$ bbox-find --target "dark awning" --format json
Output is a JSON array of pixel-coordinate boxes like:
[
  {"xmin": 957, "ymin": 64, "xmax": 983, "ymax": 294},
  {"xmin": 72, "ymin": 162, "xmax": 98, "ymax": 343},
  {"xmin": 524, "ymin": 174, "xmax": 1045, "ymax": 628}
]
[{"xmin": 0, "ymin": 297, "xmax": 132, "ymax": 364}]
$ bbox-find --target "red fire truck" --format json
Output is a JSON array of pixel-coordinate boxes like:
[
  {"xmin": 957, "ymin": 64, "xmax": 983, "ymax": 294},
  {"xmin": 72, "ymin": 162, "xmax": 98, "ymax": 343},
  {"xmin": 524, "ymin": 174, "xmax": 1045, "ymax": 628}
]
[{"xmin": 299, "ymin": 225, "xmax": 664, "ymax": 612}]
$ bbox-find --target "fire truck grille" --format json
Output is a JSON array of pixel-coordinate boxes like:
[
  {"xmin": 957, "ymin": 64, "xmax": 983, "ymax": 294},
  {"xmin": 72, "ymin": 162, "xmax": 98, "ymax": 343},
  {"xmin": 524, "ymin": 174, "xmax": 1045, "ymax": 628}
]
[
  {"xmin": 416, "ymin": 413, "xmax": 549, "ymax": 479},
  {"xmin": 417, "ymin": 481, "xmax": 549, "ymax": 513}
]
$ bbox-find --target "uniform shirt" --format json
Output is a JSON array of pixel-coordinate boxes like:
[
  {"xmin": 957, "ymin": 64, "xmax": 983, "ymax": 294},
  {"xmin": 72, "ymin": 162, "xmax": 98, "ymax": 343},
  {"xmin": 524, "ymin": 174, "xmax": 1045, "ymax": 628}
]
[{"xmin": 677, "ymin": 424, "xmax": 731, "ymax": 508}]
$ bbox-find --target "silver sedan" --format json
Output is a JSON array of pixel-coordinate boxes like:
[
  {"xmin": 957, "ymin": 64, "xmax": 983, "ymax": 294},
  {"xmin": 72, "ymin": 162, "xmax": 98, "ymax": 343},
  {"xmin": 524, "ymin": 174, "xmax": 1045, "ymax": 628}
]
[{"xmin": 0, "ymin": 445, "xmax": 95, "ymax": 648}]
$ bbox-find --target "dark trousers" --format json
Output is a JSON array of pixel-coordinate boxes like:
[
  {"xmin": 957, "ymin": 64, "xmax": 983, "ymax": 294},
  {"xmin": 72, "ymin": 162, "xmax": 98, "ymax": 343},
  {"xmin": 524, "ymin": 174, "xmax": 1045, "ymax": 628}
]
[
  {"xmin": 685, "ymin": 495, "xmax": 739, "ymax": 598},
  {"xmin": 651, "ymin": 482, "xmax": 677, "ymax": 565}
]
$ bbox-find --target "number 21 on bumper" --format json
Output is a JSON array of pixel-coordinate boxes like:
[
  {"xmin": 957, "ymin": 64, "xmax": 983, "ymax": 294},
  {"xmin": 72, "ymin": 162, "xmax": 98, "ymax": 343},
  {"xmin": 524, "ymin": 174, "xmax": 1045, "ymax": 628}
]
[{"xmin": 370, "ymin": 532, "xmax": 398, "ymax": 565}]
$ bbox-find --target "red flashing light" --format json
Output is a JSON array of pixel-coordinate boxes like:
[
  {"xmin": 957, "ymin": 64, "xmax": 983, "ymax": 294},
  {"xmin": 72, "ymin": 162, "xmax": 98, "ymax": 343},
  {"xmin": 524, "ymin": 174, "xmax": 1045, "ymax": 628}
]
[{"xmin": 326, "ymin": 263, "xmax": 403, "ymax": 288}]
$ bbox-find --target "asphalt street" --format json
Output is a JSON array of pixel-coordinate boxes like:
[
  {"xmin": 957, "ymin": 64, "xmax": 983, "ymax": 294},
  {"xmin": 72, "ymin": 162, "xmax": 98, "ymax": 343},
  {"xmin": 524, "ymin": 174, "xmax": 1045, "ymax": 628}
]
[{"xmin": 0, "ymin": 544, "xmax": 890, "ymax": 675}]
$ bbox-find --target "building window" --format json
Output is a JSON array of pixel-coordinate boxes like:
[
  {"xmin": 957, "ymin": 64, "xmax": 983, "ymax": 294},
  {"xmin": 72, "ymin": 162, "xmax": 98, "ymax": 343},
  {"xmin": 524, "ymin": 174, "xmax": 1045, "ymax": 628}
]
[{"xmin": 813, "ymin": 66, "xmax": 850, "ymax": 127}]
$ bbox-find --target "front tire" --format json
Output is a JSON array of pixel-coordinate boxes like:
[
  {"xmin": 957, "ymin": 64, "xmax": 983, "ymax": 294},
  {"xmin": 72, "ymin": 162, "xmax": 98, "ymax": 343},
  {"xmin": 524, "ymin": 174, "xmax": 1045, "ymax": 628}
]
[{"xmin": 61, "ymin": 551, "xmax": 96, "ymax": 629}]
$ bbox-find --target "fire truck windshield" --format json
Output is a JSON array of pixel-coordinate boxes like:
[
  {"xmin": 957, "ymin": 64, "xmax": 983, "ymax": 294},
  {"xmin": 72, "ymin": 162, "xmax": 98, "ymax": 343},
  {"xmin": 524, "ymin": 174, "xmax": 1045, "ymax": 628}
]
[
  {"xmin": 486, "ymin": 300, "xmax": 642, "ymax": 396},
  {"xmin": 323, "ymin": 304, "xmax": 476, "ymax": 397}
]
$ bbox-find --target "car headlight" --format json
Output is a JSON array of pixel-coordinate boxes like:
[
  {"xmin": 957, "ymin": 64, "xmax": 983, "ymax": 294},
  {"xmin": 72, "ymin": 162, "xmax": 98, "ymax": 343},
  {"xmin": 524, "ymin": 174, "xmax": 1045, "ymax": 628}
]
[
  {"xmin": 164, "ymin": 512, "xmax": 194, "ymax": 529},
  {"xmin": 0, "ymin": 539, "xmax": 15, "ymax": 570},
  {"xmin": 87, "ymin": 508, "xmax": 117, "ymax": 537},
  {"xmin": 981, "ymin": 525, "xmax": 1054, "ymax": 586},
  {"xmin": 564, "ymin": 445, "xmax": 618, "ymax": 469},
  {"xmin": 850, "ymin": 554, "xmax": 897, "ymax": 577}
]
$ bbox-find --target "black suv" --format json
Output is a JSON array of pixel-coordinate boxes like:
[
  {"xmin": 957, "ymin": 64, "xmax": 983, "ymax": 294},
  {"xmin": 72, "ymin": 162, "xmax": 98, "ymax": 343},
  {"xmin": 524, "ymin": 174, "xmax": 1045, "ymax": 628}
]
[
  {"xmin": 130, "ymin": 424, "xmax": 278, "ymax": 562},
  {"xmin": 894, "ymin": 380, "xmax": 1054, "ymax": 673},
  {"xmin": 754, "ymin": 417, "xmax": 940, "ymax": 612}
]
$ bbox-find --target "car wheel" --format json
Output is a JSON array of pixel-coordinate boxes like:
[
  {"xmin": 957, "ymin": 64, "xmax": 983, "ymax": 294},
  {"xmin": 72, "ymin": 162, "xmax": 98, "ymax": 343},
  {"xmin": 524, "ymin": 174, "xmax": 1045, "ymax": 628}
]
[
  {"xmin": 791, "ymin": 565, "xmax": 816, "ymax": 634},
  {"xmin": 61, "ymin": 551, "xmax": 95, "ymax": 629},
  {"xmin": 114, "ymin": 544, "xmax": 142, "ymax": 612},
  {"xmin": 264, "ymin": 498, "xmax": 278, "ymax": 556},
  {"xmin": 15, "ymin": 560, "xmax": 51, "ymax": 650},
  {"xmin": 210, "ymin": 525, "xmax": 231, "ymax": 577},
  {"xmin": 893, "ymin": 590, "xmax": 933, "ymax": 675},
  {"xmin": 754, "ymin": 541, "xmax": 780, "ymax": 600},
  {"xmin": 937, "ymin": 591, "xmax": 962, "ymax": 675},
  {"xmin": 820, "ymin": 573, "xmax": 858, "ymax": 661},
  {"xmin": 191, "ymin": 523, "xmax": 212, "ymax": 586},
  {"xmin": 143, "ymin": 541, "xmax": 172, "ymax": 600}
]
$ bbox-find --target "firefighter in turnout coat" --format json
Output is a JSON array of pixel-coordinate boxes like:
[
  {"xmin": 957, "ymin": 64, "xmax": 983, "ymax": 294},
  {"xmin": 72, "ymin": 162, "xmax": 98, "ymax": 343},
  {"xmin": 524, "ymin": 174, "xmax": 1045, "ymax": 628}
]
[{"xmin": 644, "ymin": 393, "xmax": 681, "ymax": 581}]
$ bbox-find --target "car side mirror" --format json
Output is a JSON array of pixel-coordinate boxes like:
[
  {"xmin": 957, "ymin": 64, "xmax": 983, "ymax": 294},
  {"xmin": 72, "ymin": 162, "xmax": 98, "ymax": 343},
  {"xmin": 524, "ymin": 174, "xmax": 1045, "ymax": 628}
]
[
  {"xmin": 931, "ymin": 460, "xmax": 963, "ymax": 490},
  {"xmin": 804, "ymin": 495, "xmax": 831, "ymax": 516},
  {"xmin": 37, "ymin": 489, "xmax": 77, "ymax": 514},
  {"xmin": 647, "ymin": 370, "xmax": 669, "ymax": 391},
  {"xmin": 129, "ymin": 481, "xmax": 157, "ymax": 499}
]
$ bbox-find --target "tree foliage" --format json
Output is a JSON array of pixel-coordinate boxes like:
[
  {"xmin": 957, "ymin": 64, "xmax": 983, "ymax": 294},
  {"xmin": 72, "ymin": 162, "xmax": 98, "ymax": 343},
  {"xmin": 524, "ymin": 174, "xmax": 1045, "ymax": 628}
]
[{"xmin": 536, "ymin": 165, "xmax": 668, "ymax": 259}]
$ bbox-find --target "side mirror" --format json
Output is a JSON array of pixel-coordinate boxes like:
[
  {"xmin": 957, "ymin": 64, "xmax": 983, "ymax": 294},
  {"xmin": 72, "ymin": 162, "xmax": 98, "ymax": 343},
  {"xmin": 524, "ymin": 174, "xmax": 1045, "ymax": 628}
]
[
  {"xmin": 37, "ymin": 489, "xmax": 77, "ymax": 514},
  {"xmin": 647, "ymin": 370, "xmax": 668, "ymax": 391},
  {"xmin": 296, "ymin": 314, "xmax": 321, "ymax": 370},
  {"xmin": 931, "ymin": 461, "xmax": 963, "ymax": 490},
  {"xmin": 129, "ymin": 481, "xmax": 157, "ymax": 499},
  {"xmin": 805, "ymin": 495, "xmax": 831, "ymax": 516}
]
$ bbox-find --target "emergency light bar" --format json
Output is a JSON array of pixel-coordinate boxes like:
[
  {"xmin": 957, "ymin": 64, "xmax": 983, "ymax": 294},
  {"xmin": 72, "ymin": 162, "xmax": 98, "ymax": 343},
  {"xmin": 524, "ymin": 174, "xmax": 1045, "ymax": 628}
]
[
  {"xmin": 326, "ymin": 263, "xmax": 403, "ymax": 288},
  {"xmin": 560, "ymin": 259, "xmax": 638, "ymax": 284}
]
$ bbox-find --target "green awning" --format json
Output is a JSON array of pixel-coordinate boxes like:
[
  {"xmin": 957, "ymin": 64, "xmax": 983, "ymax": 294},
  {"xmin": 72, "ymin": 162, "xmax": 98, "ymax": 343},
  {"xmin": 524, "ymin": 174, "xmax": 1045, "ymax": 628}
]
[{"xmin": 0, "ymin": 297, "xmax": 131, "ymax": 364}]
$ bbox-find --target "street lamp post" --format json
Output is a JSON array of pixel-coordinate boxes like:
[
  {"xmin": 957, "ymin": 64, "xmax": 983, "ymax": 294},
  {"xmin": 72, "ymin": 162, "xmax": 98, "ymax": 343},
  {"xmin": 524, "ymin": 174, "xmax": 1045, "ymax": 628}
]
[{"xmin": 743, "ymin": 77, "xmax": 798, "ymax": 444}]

-------

**Task directions:**
Display each line of the rows above that contains the string "awning".

**Response:**
$ bbox-find --target "dark awning" --format json
$ bbox-find --target "green awning" --format json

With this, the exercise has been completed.